--- Start ---

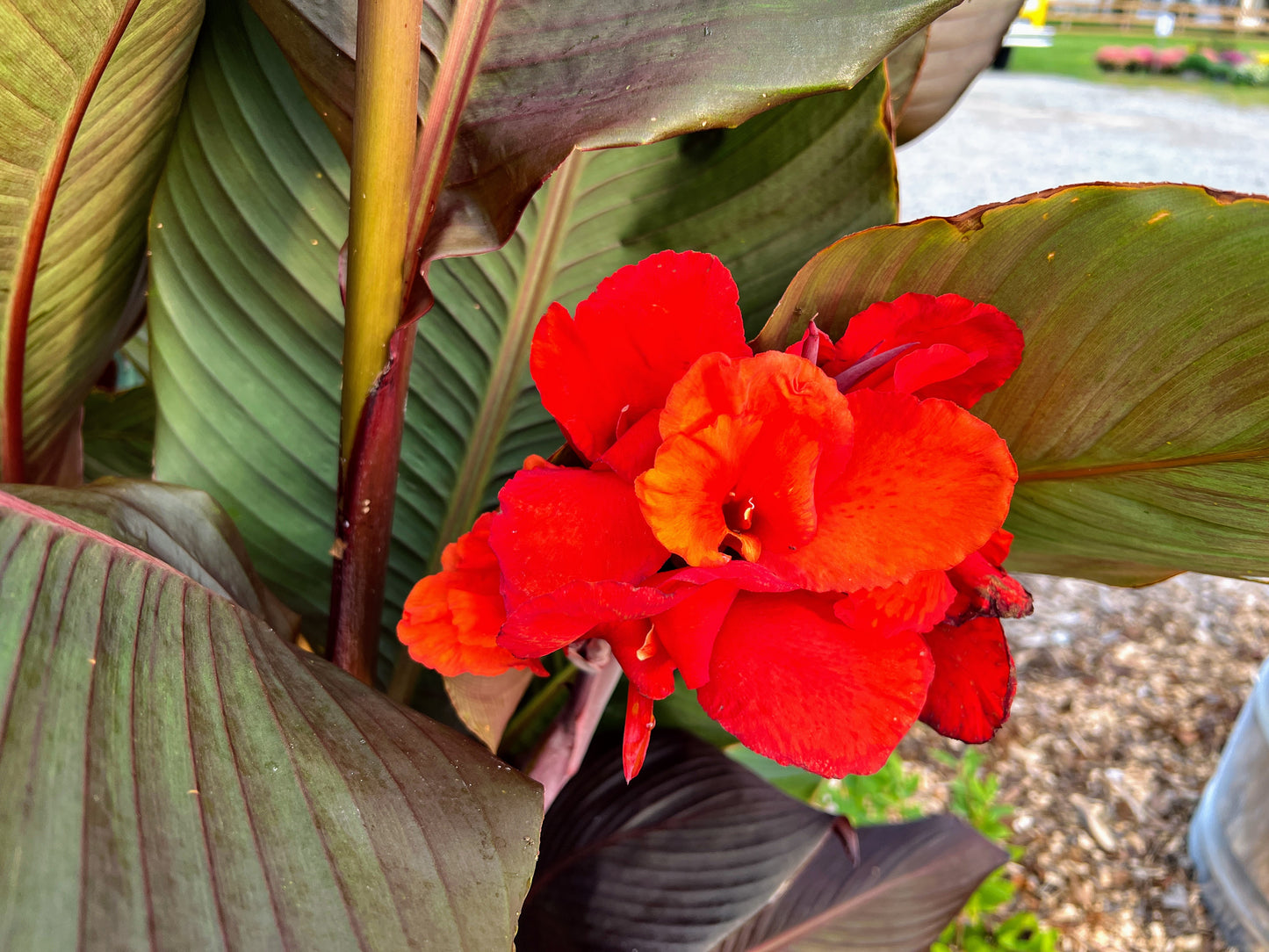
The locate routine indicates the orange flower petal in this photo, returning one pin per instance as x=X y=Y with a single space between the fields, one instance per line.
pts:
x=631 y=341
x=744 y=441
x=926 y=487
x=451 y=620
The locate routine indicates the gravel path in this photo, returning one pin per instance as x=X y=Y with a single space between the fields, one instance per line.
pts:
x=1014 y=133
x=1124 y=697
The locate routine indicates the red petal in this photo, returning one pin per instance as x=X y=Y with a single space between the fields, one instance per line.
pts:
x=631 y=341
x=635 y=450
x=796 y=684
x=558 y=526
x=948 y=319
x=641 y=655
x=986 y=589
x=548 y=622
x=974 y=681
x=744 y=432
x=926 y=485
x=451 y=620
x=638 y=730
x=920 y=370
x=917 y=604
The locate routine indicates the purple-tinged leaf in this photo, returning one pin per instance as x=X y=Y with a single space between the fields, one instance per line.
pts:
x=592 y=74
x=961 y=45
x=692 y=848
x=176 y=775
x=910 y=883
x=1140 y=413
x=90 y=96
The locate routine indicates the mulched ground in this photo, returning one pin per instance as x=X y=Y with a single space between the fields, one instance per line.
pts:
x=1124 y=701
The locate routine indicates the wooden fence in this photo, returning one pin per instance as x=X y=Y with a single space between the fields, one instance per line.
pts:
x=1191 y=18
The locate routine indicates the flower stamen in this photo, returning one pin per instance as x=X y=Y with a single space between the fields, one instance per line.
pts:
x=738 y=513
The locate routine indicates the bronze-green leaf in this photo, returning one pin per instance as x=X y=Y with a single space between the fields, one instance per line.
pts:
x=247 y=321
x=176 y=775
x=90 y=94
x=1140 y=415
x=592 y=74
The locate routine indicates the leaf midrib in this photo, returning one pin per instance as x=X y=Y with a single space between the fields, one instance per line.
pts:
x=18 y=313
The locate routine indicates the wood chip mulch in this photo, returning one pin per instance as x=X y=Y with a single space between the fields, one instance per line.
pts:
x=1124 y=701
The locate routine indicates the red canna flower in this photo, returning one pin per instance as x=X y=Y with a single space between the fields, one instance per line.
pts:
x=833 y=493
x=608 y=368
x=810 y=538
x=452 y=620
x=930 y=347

--- End ---

**TASK DETAILS**.
Rewrite all of the items above with every "locate routine" changed to "pointing tool" and nothing else altered. Leave the pictures out.

**EXPECTED ANSWER**.
The pointing tool indicates the orange flower petal in this photo, returning one pin per instance as x=X y=Y with a single space between the fields, one instance per line.
pts:
x=631 y=341
x=744 y=441
x=926 y=487
x=451 y=620
The pointing tool indicates the gravel path in this photo, returning one pin per instance as x=X y=Y with a single space between the fields, one instance per line.
pts:
x=1014 y=133
x=1124 y=697
The pointing tool indicates the red petal in this photo, returning one pin per instance as x=X y=Y with a single space between the fields, one instance per line.
pts:
x=631 y=341
x=635 y=450
x=796 y=684
x=558 y=526
x=948 y=319
x=641 y=655
x=986 y=589
x=548 y=622
x=974 y=681
x=744 y=432
x=926 y=485
x=451 y=620
x=638 y=730
x=920 y=370
x=917 y=604
The pointing tool indicates the purple-tinged leaf in this photo, returning one pin per instance as x=X y=Y with a single space between the fields, one instance per line.
pts:
x=592 y=74
x=961 y=45
x=692 y=848
x=176 y=775
x=910 y=883
x=1140 y=413
x=90 y=96
The pointing tool indicates the mulched ground in this photo, returning one pin per instance as x=X y=Y with a single space between the fields, one instance per line.
pts:
x=1124 y=701
The pointing tool indicates the wooden fence in this photo, returning one pin per instance as x=X y=Y with a single space between the fields, one instance per line.
pts:
x=1191 y=18
The pointing tool indicates the flower stamen in this photo, returning one pin per instance as x=X y=Y with a single space between the fields, one instance per line.
pts:
x=738 y=513
The pointing tool indicates the bronze-green leaf in this photo, returning one pin per instance as x=X y=Y with a single space between the fields, one instance per line.
pts:
x=247 y=321
x=176 y=775
x=90 y=94
x=1140 y=415
x=592 y=74
The pointing tool indicates the leaf midrib in this photo, returning one pin per instance as x=X y=Y with a single space between the fields, one instance per line.
pts:
x=18 y=313
The pointing tool indicates the wood chip mulch in this photo, returning one pin per instance as x=X y=Y with a single space between the fields, one instance per line.
pts:
x=1124 y=701
The pointing tool indicates the red canna flower in this photo, returning one pin per instance as x=X y=Y with a single space between the fields, one instance per line.
pts:
x=833 y=493
x=608 y=368
x=810 y=538
x=452 y=620
x=930 y=347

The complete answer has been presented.